▶ _Task brief_: Reproduce all of the material exactly as shown.

— start —

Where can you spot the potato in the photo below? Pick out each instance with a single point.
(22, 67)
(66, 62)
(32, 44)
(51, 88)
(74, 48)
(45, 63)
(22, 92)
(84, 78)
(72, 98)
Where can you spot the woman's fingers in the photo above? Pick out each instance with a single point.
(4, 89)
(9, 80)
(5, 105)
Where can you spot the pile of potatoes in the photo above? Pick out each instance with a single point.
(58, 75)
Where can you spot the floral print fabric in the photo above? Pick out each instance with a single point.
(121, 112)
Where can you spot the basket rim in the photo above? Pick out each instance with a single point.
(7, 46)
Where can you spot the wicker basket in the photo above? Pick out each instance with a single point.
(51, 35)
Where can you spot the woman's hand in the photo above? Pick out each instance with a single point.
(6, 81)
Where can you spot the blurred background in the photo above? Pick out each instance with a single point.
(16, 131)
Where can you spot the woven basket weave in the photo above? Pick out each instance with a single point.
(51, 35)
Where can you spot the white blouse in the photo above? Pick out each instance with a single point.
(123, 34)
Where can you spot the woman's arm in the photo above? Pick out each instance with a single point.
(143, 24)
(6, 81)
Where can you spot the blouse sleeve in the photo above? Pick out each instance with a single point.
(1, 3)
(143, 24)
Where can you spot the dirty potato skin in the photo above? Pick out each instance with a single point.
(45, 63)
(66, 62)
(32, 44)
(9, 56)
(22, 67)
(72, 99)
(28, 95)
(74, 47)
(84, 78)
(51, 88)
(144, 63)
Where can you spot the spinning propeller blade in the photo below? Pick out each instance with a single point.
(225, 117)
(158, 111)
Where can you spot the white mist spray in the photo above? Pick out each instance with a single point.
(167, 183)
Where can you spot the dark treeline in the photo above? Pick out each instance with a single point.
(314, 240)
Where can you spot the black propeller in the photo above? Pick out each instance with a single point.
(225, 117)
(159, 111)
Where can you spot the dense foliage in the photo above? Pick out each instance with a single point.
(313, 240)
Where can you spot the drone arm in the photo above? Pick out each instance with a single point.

— end —

▶ _Output for this task_:
Where can you spot the potato in the photo below? Pick out each instance with a single point.
(22, 67)
(66, 62)
(32, 44)
(51, 88)
(74, 48)
(45, 63)
(22, 92)
(84, 78)
(72, 98)
Where can you spot the woman's fingers in the photo above? Pick out each instance with a single point.
(4, 89)
(9, 80)
(5, 105)
Where can you spot the pile of potatoes in the photo above? Pick out each instance with a single point.
(58, 75)
Where can you spot the floral print fabric in the photo above? Pick out each instance with a single point.
(121, 112)
Where can you spot the basket rim in the photo above? Pick out each instance with a single point.
(7, 46)
Where can you spot the wicker basket in the photo above? Pick out each instance with a single point.
(51, 35)
Where can you spot the woman's hand in the photo above? Pick out each instance with a single point.
(6, 81)
Where can you spot the blurred background in the photo above? Pick out each instance with a single point.
(16, 131)
Where can you spot the woven basket weave in the photo above? Pick out each instance with a single point.
(51, 35)
Where can you spot the white blouse in the photo above? Pick out each instance with a single point.
(123, 34)
Where can you spot the woman's arm in the photo above? Pick out each instance with a single point.
(143, 24)
(6, 81)
Where can you spot the blouse sleeve in the photo above? Pick out each instance with a single point.
(1, 3)
(143, 24)
Where can you spot the dirty potato skin in the photo above? Pick out each instance with a single point.
(45, 63)
(66, 62)
(32, 44)
(9, 56)
(22, 67)
(72, 99)
(28, 95)
(74, 47)
(84, 78)
(51, 88)
(144, 63)
Where can you spot the spinning propeller blade in the photo below? Pick out each instance with a single point.
(225, 117)
(158, 111)
Where can you spot the white mist spray in the photo above? Pick out each instance with a single point.
(167, 183)
Where can you spot the dark treeline in the photo above? Pick out each instance with a single point.
(314, 240)
Where can you spot the black propeller in the photo above? Pick out each instance with a single point.
(225, 117)
(159, 111)
Where can you spot the dense foliage in the photo above? Pick out each instance with a single point.
(313, 240)
Where can you spot the drone arm in the photo above? Pick out each instance with a single point.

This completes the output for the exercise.